PAGE EXTRACT:
On exploring the cuisine of Kashmir one discovers that it is filled with so many influences. There is the Wazwan which is a compilation of dishes inspired by the Mughal diet, carried over from Persia. Filled with exotic flavours and spices, it is a culinary treasure trove of dishes. In the same region also exists the Kashmiri pandit cuisine, full of flavour but completely devoid of onion and garlic. It too boasts of an equally alluring cache of spices and aromas.
A dish which combines the best of these two varied diets is a robust, full bodied paneer dish called Ruwangan Hachi Chaman. There is a variation of the same without onions but both dishes are equally delicious.
Mustard oil is used to temper the ingredients and fry the cottage cheese but the final flourish happens by adding fresh coriander leaves and a generous spoonful of desi ghee.
It is a side dish which is easy to make and best eaten at this time of year when the clouds are gathering to slather a slew of raindrops over the ground which has withstood the harshness of summer.
The body too has to go from keeping itself cool and hydrated to adding foods which produce warmth and energy. A paneer and puri combo or a jeera pulao and paneer combo are just heavenly when eaten with the warmth of the fire still clinging to the underside of their bellies.
Ingredients like green cardamom, dry ginger, fennel, cinnamon and clove come together alongside juicy tomatoes cooked (and sundried) to retain their concentrated flavours and enhance the properties of lycopene. The paneer too is cut very specifically in large slabs rather than the more familiar cubes or rectangles. It is deep fried in cold pressed mustard oil before being allowed to soak in a warm water and turmeric bath.
This keeps the edges golden but the centres meltingly soft. A paneer dish which has an unctuous texture envelopes the diner in the loving cloak of home cooked goodness.
As the fingers reach down for the next morsel, there is no other thought but that of enjoying this dish and trying to identify the flavours that jump out and tease different points of the tongue to remind us of their role in the final taste of deliciousness.
There is no rushing while reading the newspaper or checking updates on the mobile phone. Meals like these demand that eating be taken seriously. After all, we are responsible for caring for our bodies. A hurried meal and quick swallowing of improperly chewed food only adds to physical and emotional discomfort .
Cooking a dish of this nature forces us to re-examine the role of food in our lives. It also inspires us to take the effort of sourcing the right foods which will not harm our health in any way. A bottle of A2 ghee made the traditional way is so vital in how our immune system functions. It is only when the gut assimilates food properly can the body’s warriors put up a good fight.

GIVEN REQUEST 1:
Answer these questions using the text on Kashmiri cuisine:
(a) What is the Kashmiri pandit cuisine completely devoid of?
(b) What two things are added as the final flourish to Ruwangan Hachi Chaman?
(c) After the paneer is deep fried, what does it soak in?
GIVEN REQUEST 2: Continue the text on Kashmiri cuisine and Ruwangan Hachi Chaman, starting after its final sentence.
The data that follow have no connection to the text on Kashmiri cuisine above.

RECORD EXTRACTS:
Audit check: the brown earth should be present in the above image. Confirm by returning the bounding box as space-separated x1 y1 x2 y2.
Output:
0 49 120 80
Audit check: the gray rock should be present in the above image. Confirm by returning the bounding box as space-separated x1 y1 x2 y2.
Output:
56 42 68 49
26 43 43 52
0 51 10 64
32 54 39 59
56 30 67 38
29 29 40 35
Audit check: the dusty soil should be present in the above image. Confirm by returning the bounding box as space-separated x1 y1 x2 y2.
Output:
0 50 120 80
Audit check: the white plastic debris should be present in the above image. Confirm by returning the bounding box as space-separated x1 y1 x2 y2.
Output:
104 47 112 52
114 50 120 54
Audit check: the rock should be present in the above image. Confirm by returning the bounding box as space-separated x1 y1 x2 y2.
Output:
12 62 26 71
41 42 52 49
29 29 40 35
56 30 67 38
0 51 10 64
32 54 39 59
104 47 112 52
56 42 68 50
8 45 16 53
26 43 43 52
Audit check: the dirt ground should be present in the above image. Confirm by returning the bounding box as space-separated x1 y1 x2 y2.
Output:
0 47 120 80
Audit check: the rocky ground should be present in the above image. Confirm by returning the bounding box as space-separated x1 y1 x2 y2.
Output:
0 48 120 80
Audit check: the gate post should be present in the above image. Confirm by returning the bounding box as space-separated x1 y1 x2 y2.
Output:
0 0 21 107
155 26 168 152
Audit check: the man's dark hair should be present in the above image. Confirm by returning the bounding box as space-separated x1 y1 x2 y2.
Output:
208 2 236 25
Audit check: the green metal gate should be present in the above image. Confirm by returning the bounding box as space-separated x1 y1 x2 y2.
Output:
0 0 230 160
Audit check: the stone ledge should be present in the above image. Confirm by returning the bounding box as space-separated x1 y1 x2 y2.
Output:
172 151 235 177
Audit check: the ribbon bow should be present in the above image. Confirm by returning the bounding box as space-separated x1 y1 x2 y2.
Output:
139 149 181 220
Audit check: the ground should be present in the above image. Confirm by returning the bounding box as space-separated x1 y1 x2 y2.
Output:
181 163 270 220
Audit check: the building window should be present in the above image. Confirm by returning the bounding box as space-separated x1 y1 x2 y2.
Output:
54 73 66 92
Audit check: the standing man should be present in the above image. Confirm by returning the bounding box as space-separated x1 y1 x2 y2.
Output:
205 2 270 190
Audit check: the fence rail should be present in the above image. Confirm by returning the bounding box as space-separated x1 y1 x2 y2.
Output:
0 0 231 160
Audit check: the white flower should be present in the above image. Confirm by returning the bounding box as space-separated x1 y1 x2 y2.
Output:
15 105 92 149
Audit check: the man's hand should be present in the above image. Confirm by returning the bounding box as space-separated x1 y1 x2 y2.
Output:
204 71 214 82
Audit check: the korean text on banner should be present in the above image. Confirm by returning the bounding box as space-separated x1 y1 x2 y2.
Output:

EXERCISE OUTPUT 1:
(a) Onion and garlic.
(b) Fresh coriander leaves and a generous spoonful of desi ghee.
(c) A warm water and turmeric bath.

EXERCISE OUTPUT 2:
Recipe for Ruwangan Hachi Chaaman
Serves - 4
Paneer- 400 gms -cut into slabs
Tomatoes- 300 gms
Onions- 1 C chopped (optional)
Fennel powder( saunf) - 1 Tbsp
Dry ginger powder-1/2 Tbsp
Asafoetida- a pinch
Cinnamon- 1 stick
Kashmiri red chilli powder- to taste
Himalayan salt-to taste
Mustard oil-to deep fry
Ghee- 2 Tbsps
Coriander leaves- chopped- 1/4C
Hot water- in a wide bowl
Add the mustard oil to a large kadai and gently deep fry each piece of paneer.
Mix the turmeric powder in the hot water and gently lower the fried paneer into the hot water /turmeric mix
Take a few tablespoons of the same mustard oil and add it to a medium sized pan. Add in the asafoetida. Add the whole spices; cinnamon, green cardamom and shah jeera. Add onions if using and saute until transparent. Add the tomatoes and saute until pulpy and the oil floats.
Add the red chilli powder, salt,dry ginger powder and (saunf) fennel powder and mix in well. Let simmer for a few minutes. Check seasoning and adjust as necessary.
Add in the paneer slabs and gently mix.
Take off the fire.
Garnish with the fresh coriander leaves and the desi ghee.
When a dish is topped with aromatic ingredients like fresh herbs and fragrant ghee, it whets the appetite and gets the digestive juices flowing.
Ayurveda talks about the importance of food colours and using fresh ingredients because eating is an experience which is enjoyed by other senses too. The sense of smell and sight are the first to react to a dish and prepare the sense of taste for what is in store.
Enjoying a meal , cooked at home, with carefully sourced ingredients is therefore a holistic experience. It has a huge bearing on how we are able to tackle life’s highs and lows. Once we understand this undeniable fact, food habits will veer away from going down the junk route.
The links below talk more about this special dish. Enjoy !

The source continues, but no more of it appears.